## Teks Hasil Ekstraksi
Latest Movie :

Hambat Akses Informasi Publik, Kejahatan Korporasi

"Badan Publik yang dengan sengaja tidak menyediakan, tidak memberikan dan/atau tidak menerbitkan Informasi Publik berupa Informasi Publik secara berkala, Informasi Publik yang wajib diumumkan secara serta merta, Informasi Publik yang wajib tersedia setiap saat, dan/atau Informasi Publik yang harus diberikan atas dasar permintaan sesuai Undang-Undang ini dan mengakibatkan kerugian bagi orang lain, dikenakan pidana kurungan paling lama 1 (satu) tahun dan/atau pidana denda paling banyak Rp 5.000.000,- (lima juta rupiah)". Pasal 52 Undang-Undang nomor 14 tahun 2008 tentang Keterbukaan Informasi Publik ini memposisikan badan publik sebagai pelaku kejahatan korporasi (corporate crime), apabila sengaja tidak membuka akses informasi kepada publik.

## Soal untuk Diselesaikan
Menurut teks tentang keterbukaan informasi publik, berapa pidana denda paling banyak bagi badan publik yang dengan sengaja tidak menyediakan informasi publik? Daftar berikut tidak berperan apa pun di sini.

Entri penunjuk objek berlabel
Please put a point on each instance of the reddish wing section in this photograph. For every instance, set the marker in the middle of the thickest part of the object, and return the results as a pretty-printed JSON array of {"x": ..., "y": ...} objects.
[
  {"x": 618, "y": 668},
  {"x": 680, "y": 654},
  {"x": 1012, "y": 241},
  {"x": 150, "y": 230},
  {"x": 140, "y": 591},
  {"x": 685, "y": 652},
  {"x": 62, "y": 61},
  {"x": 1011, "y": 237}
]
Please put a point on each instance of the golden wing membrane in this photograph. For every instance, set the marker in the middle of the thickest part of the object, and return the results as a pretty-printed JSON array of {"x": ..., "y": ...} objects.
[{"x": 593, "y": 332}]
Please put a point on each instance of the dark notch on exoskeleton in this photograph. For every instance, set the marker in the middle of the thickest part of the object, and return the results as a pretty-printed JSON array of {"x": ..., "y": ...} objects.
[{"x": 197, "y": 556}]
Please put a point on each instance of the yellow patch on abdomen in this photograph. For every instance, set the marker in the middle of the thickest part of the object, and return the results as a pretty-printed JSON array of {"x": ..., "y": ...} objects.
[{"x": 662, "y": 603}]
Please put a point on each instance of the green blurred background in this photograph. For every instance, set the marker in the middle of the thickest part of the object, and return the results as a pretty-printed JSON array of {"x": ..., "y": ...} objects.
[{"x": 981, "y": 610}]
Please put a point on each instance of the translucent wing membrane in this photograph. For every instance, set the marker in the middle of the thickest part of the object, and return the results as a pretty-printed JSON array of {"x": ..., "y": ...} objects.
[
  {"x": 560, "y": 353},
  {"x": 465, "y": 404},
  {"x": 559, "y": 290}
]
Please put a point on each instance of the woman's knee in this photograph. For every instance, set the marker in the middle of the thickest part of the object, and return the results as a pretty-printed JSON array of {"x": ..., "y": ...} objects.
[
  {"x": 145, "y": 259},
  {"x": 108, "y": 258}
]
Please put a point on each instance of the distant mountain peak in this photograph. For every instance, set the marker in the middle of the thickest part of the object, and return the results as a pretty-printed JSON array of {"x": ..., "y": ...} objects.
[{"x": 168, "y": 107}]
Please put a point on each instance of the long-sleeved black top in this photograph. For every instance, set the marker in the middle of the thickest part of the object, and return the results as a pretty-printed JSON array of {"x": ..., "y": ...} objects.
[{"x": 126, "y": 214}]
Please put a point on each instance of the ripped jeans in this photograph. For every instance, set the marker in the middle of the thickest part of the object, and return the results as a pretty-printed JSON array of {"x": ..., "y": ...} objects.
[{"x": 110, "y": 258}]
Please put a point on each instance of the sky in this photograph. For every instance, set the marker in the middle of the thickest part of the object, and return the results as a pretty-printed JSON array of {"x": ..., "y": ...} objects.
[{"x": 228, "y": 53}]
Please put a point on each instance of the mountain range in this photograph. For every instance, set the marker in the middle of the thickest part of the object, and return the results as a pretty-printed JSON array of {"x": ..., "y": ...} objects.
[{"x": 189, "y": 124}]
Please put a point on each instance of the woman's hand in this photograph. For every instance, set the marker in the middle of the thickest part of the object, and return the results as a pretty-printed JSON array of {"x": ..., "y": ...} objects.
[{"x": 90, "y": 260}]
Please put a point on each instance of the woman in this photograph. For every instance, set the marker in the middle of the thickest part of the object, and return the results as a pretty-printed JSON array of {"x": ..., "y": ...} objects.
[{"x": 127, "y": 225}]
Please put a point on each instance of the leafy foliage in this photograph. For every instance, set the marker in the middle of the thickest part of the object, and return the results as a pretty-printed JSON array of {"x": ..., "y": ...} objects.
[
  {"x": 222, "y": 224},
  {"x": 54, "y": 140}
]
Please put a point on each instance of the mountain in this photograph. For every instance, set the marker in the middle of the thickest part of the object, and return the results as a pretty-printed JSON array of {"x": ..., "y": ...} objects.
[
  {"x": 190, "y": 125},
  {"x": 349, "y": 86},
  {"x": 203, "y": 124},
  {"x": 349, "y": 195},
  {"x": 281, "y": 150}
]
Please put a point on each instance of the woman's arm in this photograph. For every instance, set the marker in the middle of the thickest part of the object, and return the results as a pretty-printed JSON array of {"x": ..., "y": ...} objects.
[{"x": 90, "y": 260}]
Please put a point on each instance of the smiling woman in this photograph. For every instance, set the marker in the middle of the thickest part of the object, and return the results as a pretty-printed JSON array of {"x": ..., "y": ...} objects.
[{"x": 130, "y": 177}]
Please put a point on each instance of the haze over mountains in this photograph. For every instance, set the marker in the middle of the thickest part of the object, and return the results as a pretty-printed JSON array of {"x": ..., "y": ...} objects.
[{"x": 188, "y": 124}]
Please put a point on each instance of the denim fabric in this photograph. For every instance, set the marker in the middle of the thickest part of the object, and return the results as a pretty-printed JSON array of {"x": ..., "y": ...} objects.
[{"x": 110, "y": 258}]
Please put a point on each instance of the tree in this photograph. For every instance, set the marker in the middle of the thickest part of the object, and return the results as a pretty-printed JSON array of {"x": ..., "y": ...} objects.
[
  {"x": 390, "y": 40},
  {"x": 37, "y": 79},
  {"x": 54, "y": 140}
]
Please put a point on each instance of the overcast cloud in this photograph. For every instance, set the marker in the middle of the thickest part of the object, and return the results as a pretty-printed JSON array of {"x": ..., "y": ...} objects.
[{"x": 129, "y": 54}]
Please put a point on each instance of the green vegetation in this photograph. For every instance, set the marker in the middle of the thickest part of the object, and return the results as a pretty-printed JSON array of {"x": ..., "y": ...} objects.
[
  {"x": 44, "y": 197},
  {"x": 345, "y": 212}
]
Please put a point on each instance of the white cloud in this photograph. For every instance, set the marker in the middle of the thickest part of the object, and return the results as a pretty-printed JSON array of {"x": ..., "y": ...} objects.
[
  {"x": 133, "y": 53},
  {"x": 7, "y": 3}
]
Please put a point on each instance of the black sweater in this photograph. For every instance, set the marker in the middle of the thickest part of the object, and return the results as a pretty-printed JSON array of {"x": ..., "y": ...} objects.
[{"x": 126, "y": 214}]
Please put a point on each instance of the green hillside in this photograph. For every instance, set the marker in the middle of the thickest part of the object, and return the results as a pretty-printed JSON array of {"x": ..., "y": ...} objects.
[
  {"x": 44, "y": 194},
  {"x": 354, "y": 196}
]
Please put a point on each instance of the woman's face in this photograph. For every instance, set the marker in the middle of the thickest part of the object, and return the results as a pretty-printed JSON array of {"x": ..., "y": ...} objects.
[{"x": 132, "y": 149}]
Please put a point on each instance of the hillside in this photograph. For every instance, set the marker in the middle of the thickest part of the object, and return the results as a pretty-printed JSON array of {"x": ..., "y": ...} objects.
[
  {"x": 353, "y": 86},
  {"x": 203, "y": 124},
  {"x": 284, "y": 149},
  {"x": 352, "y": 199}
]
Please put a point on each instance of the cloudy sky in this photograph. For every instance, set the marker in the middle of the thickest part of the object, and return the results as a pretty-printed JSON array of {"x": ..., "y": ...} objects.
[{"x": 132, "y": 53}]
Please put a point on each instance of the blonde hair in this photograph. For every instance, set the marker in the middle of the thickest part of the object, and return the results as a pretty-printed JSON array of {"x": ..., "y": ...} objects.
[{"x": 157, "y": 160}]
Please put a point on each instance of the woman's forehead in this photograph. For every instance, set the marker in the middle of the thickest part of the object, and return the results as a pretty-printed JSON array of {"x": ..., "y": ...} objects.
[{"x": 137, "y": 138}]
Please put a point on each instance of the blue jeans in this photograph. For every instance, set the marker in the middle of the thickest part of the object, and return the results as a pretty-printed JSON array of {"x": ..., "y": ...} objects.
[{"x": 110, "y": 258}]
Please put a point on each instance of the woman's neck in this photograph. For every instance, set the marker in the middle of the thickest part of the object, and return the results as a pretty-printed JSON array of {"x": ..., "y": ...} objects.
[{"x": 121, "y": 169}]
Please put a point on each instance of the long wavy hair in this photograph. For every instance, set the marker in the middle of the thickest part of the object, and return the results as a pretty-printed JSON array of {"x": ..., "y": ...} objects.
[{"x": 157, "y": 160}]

## Tugas Terselesaikan
Pidana denda paling banyak Rp 5.000.000,- (lima juta rupiah).